++++ EXCERPTED DATA ++++

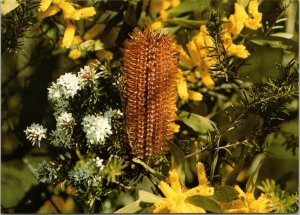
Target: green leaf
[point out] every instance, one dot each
(17, 179)
(198, 123)
(275, 42)
(225, 193)
(178, 161)
(145, 196)
(213, 165)
(131, 208)
(8, 5)
(188, 6)
(250, 186)
(205, 202)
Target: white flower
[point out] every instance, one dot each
(96, 128)
(65, 120)
(87, 74)
(35, 133)
(99, 163)
(61, 138)
(65, 87)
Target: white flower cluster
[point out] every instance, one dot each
(65, 87)
(64, 129)
(35, 133)
(88, 75)
(65, 121)
(98, 127)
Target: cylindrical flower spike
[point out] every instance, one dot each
(150, 72)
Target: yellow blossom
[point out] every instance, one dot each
(68, 36)
(44, 5)
(205, 76)
(94, 31)
(175, 128)
(182, 87)
(104, 55)
(184, 58)
(163, 14)
(83, 13)
(77, 40)
(75, 54)
(176, 194)
(254, 20)
(238, 50)
(246, 203)
(156, 25)
(194, 53)
(195, 96)
(175, 3)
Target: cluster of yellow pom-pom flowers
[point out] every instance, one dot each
(70, 13)
(199, 48)
(176, 195)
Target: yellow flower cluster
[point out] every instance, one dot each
(199, 48)
(235, 24)
(183, 91)
(246, 203)
(71, 12)
(176, 194)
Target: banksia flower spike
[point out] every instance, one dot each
(150, 73)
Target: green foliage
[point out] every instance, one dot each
(15, 24)
(279, 200)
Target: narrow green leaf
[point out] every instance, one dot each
(275, 42)
(205, 202)
(8, 5)
(198, 123)
(131, 208)
(213, 165)
(178, 161)
(250, 186)
(188, 6)
(225, 193)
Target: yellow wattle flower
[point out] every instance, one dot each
(44, 5)
(246, 203)
(175, 3)
(77, 40)
(156, 25)
(94, 31)
(163, 14)
(175, 128)
(68, 36)
(239, 51)
(67, 8)
(83, 13)
(194, 53)
(195, 96)
(182, 88)
(104, 55)
(176, 194)
(75, 54)
(255, 17)
(184, 58)
(205, 76)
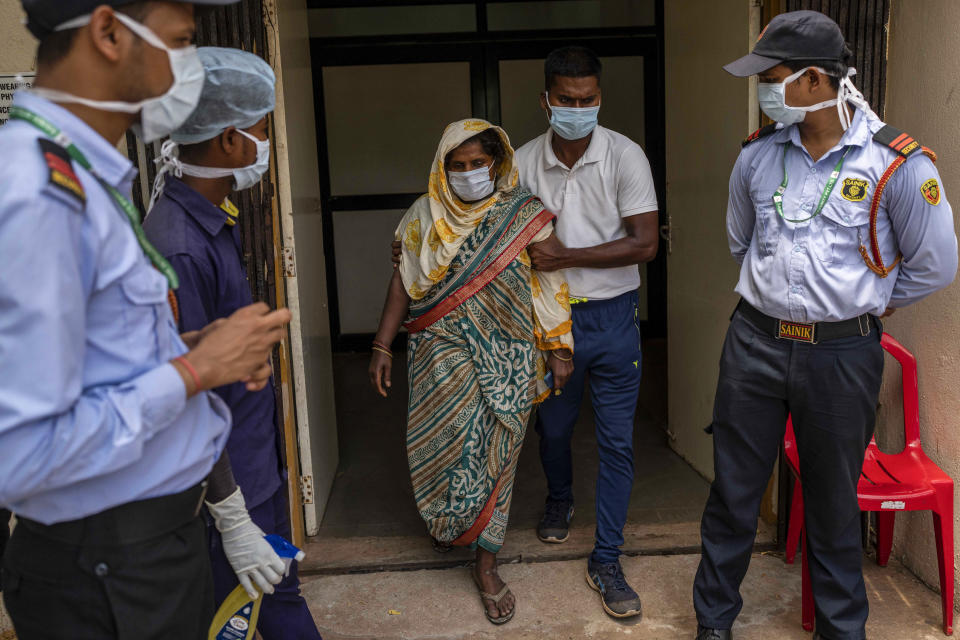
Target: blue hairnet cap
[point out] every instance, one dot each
(237, 92)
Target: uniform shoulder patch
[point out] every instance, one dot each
(62, 175)
(762, 132)
(901, 142)
(931, 191)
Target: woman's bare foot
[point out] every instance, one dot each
(485, 573)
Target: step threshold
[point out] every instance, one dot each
(338, 556)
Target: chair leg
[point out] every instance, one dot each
(806, 588)
(943, 528)
(885, 522)
(795, 525)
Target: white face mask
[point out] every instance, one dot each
(772, 97)
(243, 177)
(161, 115)
(473, 185)
(773, 100)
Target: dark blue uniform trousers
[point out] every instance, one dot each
(607, 348)
(284, 614)
(831, 390)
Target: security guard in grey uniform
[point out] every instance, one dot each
(106, 429)
(836, 219)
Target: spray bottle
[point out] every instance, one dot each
(236, 619)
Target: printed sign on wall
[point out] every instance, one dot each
(9, 83)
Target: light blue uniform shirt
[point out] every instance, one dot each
(813, 271)
(92, 415)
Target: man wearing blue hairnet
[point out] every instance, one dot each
(222, 147)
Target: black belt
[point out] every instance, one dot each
(128, 523)
(809, 332)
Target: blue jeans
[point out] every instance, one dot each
(607, 348)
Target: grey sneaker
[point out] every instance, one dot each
(554, 527)
(618, 599)
(703, 633)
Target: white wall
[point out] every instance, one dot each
(707, 115)
(299, 193)
(923, 99)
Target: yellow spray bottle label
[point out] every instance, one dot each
(236, 619)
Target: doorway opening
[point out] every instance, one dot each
(384, 91)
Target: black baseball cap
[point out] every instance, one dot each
(796, 35)
(43, 16)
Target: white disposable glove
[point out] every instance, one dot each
(252, 558)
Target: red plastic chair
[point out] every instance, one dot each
(906, 481)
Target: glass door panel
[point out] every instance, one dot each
(384, 123)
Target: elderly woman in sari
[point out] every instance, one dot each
(489, 337)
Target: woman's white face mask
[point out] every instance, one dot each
(472, 185)
(161, 115)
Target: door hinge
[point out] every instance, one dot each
(306, 489)
(289, 263)
(666, 232)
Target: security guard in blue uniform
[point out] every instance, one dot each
(836, 219)
(106, 429)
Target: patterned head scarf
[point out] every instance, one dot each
(438, 223)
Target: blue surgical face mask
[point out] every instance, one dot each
(572, 123)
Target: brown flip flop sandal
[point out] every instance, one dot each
(495, 599)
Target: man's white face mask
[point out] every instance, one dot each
(772, 97)
(160, 115)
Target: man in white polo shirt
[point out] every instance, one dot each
(598, 183)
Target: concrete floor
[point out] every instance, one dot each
(372, 495)
(554, 602)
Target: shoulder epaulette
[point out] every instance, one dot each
(762, 132)
(62, 175)
(905, 146)
(902, 143)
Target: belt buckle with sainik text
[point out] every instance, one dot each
(798, 331)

++++

# AIM OF THE TASK
Reproduce the material above verbatim; omit every picture.

# EXERCISE RESULT
Target: green leaf
[point out] every instance, one dot each
(17, 179)
(198, 123)
(275, 42)
(225, 193)
(178, 161)
(145, 196)
(213, 165)
(131, 208)
(8, 5)
(188, 6)
(250, 186)
(205, 202)
Target: white flower
[point out] every instance, one dot each
(96, 128)
(65, 120)
(87, 74)
(35, 133)
(99, 163)
(61, 138)
(65, 87)
Target: white flower cluster
[point out] every instance, one dot each
(65, 87)
(64, 129)
(35, 133)
(88, 75)
(65, 121)
(98, 127)
Target: cylindrical flower spike
[point out] every instance, one dot each
(150, 72)
Target: yellow blossom
[point out] every instance, one dot each
(68, 36)
(44, 5)
(205, 76)
(94, 31)
(175, 128)
(182, 87)
(104, 55)
(184, 58)
(163, 14)
(83, 13)
(77, 40)
(75, 54)
(176, 194)
(254, 20)
(238, 50)
(246, 203)
(156, 25)
(194, 53)
(195, 96)
(175, 3)
Target: cluster of yellow pom-pom flowers
[point out] every instance, one dot each
(70, 13)
(199, 48)
(176, 195)
Target: yellow flower cluster
[point out] every instance, one dot each
(199, 48)
(235, 24)
(183, 91)
(246, 203)
(71, 12)
(176, 194)
Target: banksia flower spike
[point out] every instance, one dot each
(150, 73)
Target: green foliage
[point out] every instance, one dot each
(15, 24)
(279, 200)
Target: narrow green leaf
[point out] every instance, one dot each
(275, 42)
(205, 202)
(8, 5)
(198, 123)
(131, 208)
(213, 165)
(178, 161)
(250, 186)
(188, 6)
(225, 193)
Target: yellow wattle flower
[point out] every instance, one dot each
(44, 5)
(246, 203)
(175, 3)
(77, 40)
(156, 25)
(94, 31)
(163, 14)
(175, 128)
(68, 36)
(239, 51)
(67, 8)
(83, 13)
(194, 53)
(195, 96)
(182, 88)
(104, 55)
(176, 194)
(75, 54)
(255, 17)
(184, 58)
(205, 76)
Target: blue hairnet cap
[point out] every instance, one dot each
(237, 92)
Target: uniform shoulder patch
[point out] every instance, one dot each
(62, 175)
(762, 132)
(901, 142)
(931, 191)
Target: woman's bare foot
[point out] every instance, one dot each
(485, 573)
Target: step threshold
[point out] every instance, one dot each
(338, 556)
Target: chair leg
[point out] every instance, one dot each
(806, 588)
(943, 528)
(885, 522)
(795, 525)
Target: white face mask
[point out] every instance, one dot each
(772, 97)
(243, 177)
(161, 115)
(473, 185)
(773, 100)
Target: dark blue uniform trousers
[point out] every instance, one dot each
(607, 348)
(284, 614)
(831, 390)
Target: security guard in grey uniform
[point out] every instance, one dot each
(106, 429)
(836, 219)
Target: spray bottle
[point out] every instance, one dot each
(236, 619)
Target: printed sign on wall
[point out] every instance, one dot each
(9, 83)
Target: light blue uniform shirt
[point out] every instance, one dot each
(813, 271)
(92, 415)
Target: man wearing blue hairnet
[point out] every instance, one dot each
(222, 147)
Target: black belt
[point out] every instance, one dot each
(128, 523)
(809, 332)
Target: blue jeans
[point out] every instance, one dot each
(607, 348)
Target: grey sneaker
[point out] every instance, one dot each
(554, 527)
(618, 599)
(703, 633)
Target: white wall
[point out] every instance, one dot each
(707, 115)
(299, 193)
(923, 99)
Target: yellow spray bottle label
[point out] every instance, one dot each
(236, 619)
Target: doorway opening
[point out] every instance, one dot each
(384, 91)
Target: black baseball cap
[point out] every instance, one dot each
(796, 35)
(43, 16)
Target: white disposable glove
[point out] every instance, one dot each
(252, 558)
Target: red plastic chair
[point out] every instance, one dot each
(906, 481)
Target: glass door panel
[point out] every instance, one dot each
(384, 123)
Target: elderly woman in sari
[point out] every instance, one dot each
(489, 337)
Target: woman's white face mask
[point out] every instance, one dot each
(472, 185)
(161, 115)
Target: door hinge
[point out] every instance, one dot each
(306, 489)
(289, 263)
(666, 232)
Target: security guard in blue uniform
[point out] every instance, one dot each
(836, 219)
(106, 429)
Target: patterned head scarf
[point out] every instance, one dot each
(438, 223)
Target: blue surgical face mask
[point out] every instance, one dot each
(572, 123)
Target: brown flip flop sandal
[point out] every instance, one dot each
(495, 599)
Target: man's white face mask
[point out] every instance, one dot each
(772, 97)
(160, 115)
Target: man in white polo shirt
[point out] every instance, one dot each
(598, 183)
Target: concrete floor
[point out] every instance, one dot each
(372, 495)
(554, 602)
Target: shoulder epaulette
[point out] every instance, one dot each
(762, 132)
(62, 175)
(905, 146)
(902, 143)
Target: belt buckle with sainik text
[point out] every instance, one dot each
(798, 331)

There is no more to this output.